Task goal: Can you rewrite the listing below, changing every "Point to" to "Indicate" and leaving everything else as it is?

= = = = =

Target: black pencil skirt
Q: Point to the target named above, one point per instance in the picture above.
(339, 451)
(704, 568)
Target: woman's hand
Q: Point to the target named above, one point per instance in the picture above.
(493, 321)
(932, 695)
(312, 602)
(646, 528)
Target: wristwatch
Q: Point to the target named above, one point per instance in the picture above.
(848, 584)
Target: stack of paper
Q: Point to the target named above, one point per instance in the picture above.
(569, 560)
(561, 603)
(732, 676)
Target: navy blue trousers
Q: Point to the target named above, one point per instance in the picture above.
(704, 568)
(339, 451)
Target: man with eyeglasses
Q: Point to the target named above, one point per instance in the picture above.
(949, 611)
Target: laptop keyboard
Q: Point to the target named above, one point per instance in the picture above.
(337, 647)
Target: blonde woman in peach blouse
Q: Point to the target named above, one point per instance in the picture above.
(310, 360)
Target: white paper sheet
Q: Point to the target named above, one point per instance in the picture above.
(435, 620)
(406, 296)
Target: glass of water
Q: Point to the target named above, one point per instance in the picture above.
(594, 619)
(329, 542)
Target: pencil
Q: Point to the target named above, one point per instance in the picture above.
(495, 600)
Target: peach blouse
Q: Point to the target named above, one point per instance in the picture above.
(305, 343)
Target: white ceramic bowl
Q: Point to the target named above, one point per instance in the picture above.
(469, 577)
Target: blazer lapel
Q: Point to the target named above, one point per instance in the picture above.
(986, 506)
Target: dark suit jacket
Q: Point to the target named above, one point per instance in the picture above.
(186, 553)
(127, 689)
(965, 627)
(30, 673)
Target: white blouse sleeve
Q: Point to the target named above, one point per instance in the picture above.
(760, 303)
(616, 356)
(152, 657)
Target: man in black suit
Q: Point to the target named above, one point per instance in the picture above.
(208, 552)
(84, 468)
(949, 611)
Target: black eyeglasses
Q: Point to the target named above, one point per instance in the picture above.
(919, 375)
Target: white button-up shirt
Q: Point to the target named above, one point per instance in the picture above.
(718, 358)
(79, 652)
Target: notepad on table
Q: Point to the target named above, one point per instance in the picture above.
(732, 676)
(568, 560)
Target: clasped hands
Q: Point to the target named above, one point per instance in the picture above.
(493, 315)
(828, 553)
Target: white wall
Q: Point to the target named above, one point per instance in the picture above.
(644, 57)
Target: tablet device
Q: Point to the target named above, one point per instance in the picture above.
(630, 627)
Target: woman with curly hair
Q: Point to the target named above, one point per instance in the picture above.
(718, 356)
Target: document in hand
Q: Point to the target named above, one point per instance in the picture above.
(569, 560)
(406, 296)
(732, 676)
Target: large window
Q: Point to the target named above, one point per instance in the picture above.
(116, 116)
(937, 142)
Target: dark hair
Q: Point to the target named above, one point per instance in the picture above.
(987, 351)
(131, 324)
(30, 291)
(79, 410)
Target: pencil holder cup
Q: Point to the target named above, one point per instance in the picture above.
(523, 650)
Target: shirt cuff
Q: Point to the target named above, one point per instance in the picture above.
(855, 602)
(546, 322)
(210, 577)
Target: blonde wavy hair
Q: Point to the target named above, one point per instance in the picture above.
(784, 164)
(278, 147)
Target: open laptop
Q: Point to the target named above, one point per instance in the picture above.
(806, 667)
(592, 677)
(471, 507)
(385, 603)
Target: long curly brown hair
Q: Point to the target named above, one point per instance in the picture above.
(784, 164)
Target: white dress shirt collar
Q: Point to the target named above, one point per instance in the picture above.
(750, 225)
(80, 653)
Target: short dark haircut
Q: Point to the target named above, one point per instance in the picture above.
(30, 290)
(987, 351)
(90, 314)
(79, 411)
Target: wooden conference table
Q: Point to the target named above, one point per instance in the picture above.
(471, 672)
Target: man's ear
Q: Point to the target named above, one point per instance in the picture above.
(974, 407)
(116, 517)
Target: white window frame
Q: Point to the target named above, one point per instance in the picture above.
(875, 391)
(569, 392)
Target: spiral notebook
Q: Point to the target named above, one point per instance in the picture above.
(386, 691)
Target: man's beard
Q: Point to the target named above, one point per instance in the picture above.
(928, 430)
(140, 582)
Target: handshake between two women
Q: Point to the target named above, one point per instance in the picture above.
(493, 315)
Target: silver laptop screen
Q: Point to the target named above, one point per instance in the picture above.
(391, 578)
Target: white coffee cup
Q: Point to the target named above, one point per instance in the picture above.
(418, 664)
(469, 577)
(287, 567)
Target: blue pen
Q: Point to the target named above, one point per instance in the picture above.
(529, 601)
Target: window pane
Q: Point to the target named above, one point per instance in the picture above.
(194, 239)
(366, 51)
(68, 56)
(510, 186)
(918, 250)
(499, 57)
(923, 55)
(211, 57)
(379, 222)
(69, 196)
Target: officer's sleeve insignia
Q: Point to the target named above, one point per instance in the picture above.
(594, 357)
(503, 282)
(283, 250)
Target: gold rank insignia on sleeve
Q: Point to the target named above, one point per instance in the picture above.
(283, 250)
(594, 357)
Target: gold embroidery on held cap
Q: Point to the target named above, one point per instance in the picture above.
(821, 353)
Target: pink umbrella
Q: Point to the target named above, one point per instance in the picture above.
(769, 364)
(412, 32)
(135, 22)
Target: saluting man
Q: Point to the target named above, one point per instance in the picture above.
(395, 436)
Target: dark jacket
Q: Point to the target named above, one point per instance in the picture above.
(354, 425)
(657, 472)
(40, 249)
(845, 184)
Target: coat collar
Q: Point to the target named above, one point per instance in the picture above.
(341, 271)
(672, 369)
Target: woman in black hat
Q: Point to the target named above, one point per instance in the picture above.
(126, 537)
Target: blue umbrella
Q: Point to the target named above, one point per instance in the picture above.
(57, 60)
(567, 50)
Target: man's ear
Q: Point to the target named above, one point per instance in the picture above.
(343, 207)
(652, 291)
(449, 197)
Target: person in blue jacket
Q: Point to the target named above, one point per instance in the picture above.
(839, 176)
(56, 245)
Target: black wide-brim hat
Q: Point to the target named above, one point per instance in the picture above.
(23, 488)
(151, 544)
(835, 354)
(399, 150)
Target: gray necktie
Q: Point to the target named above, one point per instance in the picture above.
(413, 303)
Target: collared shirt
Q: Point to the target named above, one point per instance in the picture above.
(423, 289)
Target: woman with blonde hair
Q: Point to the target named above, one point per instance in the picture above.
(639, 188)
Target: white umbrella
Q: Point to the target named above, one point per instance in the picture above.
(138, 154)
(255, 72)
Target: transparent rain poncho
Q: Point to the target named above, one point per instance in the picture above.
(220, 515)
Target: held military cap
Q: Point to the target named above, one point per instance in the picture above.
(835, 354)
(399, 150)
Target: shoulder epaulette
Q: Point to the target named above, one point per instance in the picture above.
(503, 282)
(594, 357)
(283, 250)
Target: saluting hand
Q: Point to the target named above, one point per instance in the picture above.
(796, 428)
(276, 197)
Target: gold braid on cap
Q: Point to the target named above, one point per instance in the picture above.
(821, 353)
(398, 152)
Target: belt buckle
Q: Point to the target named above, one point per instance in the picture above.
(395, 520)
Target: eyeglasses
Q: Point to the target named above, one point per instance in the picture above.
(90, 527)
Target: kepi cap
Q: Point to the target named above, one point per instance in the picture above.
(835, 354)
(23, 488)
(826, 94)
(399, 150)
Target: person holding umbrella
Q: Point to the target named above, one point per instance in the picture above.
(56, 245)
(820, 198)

= = = = =

Solution to the exercise:
Target: black pencil skirt
Q: Indicate the target named above, one point per instance in the picture above.
(339, 451)
(704, 568)
Target: woman's hand
Q: Indicate the target named above, one point per instance in the picture above.
(493, 321)
(932, 695)
(312, 602)
(646, 528)
Target: wristwatch
Q: Indicate the target named above, one point per instance in the picture above.
(848, 584)
Target: stack of paper
Q: Indicate the target named above, one point per instance in the picture above.
(569, 560)
(561, 603)
(732, 676)
Target: navy blue trousers
Q: Indicate the target named above, one point per instance in the picture above.
(704, 568)
(339, 451)
Target: man with eyeglasses
Q: Indicate the target named above, one point per instance in the picture above.
(949, 611)
Target: laptop keyboard
Q: Indicate the target named above, one point per instance in the picture above.
(337, 647)
Target: blonde woman in peach blouse
Q: Indicate the target named above, one point per instance in the picture above.
(310, 360)
Target: white paper sheet
Q: Indicate the target named above, one point per instance in the picture above.
(435, 620)
(406, 296)
Target: glass of water
Q: Indicate the target named above, one point per instance in the picture above.
(594, 619)
(329, 542)
Target: pencil
Q: Indicate the target named above, one point per instance in the picture above.
(495, 600)
Target: peach blouse
Q: Indicate the target named above, one point per instance in the picture above.
(305, 343)
Target: white ceramic bowl
Q: Indicate the target named above, one point per instance in the picture above.
(469, 577)
Target: blazer lapel
Q: Indicate the target named above, one point per instance in the picture above.
(986, 506)
Target: dark suit jacket
Q: Indicate the target named above, one point per instance in the picture above.
(186, 553)
(127, 689)
(965, 627)
(30, 673)
Target: white blouse sleeve
Q: Indicate the target named above, one point per instance in the picture above.
(760, 303)
(616, 356)
(152, 657)
Target: man in black suit
Q: Indicate the target named above, one point per instance in the picture above.
(208, 552)
(84, 468)
(949, 611)
Target: black eyeglasses
Q: Indicate the target named above, one point per instance in the picture above.
(919, 375)
Target: white button-up shirt
Q: Indicate the target named above, one point per instance in the picture above.
(718, 358)
(79, 652)
Target: notepad on table
Q: Indicate the target named above, one point per instance in the picture above.
(732, 676)
(568, 560)
Target: clasped hands
Q: Indicate the target named above, one point per instance in the picture above.
(493, 315)
(828, 553)
Target: white wall
Q: Indicate the target named above, one point per instance in the picture above.
(644, 57)
Target: tablet device
Q: Indicate the target named above, one point per instance in the picture above.
(630, 627)
Target: woman with curly hair
Q: Indicate the target named above, one point per instance in the picture above.
(718, 356)
Target: document in hand
Q: Indicate the target named above, one point per instance in the picture above.
(569, 560)
(406, 296)
(732, 676)
Target: large window
Q: Indicate the target named above, one point per instance in the picture above.
(116, 116)
(937, 142)
Target: dark hair
Q: Indicate the target named above, one point per instance in the picture above.
(987, 351)
(131, 324)
(30, 291)
(79, 410)
Target: pencil holder cup
Q: Indicate the target named above, one point per instance in the picture above.
(523, 650)
Target: shirt cuff
Q: Indicate the target named above, one point per instance in the picture above.
(855, 602)
(546, 322)
(210, 577)
Target: blonde wavy hair
Q: Indicate the target named above, one point per instance in the picture above.
(784, 164)
(278, 147)
Target: open laptop
Q: Indicate the target named above, one point per instance in the picture above.
(806, 667)
(592, 677)
(471, 507)
(385, 603)
Target: long curly brown hair
Q: Indicate the target named above, one point per instance in the picture above.
(784, 164)
Target: white dress shirt collar
Q: Indicate the target named above, one point per instance in the picture above.
(750, 225)
(80, 653)
Target: short dark haircut
Q: Indicate the target named above, one point per instance in the picture above.
(30, 290)
(987, 351)
(90, 314)
(79, 411)
Target: wooden conference table
Q: Indicate the target named above, one point per instance in the picture above.
(471, 672)
Target: man's ear
Q: Indicate the target named above, one point per instance in the picture above.
(974, 407)
(116, 517)
Target: white window frame
Q: Indicate the target named above, one point per instance in the picture above.
(875, 391)
(569, 392)
Target: spiral notebook
Q: Indicate the target named above, one point per instance in the picture above.
(386, 691)
Target: man's beard
Q: Indicate the target named above, one point per instance in the picture above.
(928, 430)
(140, 582)
Target: handshake between two women
Q: Indicate the target named above, one point per instance in the picture above.
(493, 315)
Target: silver laptop screen
Q: Indicate the target named above, one point per instance in the picture above.
(391, 578)
Target: white coffee cup
Q: Indicate the target named above, one point per instance in the picture above.
(418, 664)
(469, 577)
(287, 567)
Target: blue pen
Q: Indicate the target named above, one point per instance in the picture above.
(529, 601)
Target: window pane
Q: Indicate the target named above, one point per instance in the picture above.
(194, 239)
(366, 51)
(68, 56)
(510, 186)
(918, 250)
(499, 57)
(923, 55)
(211, 57)
(379, 222)
(69, 196)
Target: officer's sleeve insignia
Q: Indicate the target named above, one point per instance in the picture above.
(594, 357)
(503, 282)
(283, 250)
Target: gold rank insignia on sleeve
Q: Indicate the target named above, one point per instance in the picture above.
(283, 250)
(594, 357)
Target: gold embroidery on held cap
Q: Indicate the target named above, one point per instance in the picture above.
(821, 353)
Target: pink umbrella
Q: Indicate the target named above, one point per instance in the picture above.
(769, 364)
(412, 32)
(135, 22)
Target: saluting man
Q: Indicate the target named above, one point per instance in the picture above.
(395, 436)
Target: dark jacket
Q: Indicate the target named above, one point per instance in the picture above.
(354, 425)
(657, 472)
(40, 249)
(845, 184)
Target: coat collar
Q: Indicate the target named above, one point per instance in the picture above.
(341, 271)
(672, 369)
Target: woman in black hat
Q: Indicate the target named above, one point per instance in the picture above.
(126, 537)
Target: blue umbrella
Q: Indicate the target named above, one point per instance in the picture above.
(57, 60)
(567, 50)
Target: man's ear
Q: Indicate the target named above, one point per instance in the picture above.
(343, 207)
(652, 291)
(449, 197)
Target: person in blue jacket
Q: Indicate the target named above, one point per instance in the picture above.
(839, 176)
(56, 245)
Target: black wide-brim hat
Q: Indicate the target named above, one point per instance in the picture above.
(23, 488)
(151, 544)
(835, 354)
(399, 150)
Target: gray necktie
Q: Indicate the target named above, one point per instance in the picture above.
(413, 303)
Target: collared shirt
Q: Indicate the target named above, one point per instance in the picture above.
(423, 289)
Target: woman with blonde hair
Q: Indicate the target named above, one point per instance in the picture above.
(639, 188)
Target: white umbrella
Q: Indicate the target named above, one point per instance in the picture above.
(138, 154)
(255, 72)
Target: transparent rain poncho
Q: Indicate the target named above, one point per instance in the picture above.
(220, 515)
Target: held military cap
Q: Indicate the target named above, one point per instance in the picture above.
(835, 354)
(399, 150)
Target: shoulder epaulette
Q: Indicate the target named above, one point per instance in the picture above.
(503, 282)
(594, 357)
(283, 250)
Target: saluting hand
Q: Indicate the target named above, one point per instance in the picture above.
(796, 428)
(276, 197)
Target: gold braid on cap
Q: Indicate the target named above, one point per instance in the picture above.
(821, 353)
(398, 152)
Target: belt buckle
Q: Indicate the target named above, one point per instance in the picture above.
(395, 520)
Target: eyeglasses
Q: Indicate the target named above, one point per instance in the picture above.
(90, 527)
Target: kepi cap
Q: Indicate the target named above, one point per instance in the picture above.
(835, 354)
(23, 488)
(826, 94)
(399, 150)
Target: person holding umbrella
Q: Indicate the target named above, one point per instance in the picture above.
(56, 245)
(820, 198)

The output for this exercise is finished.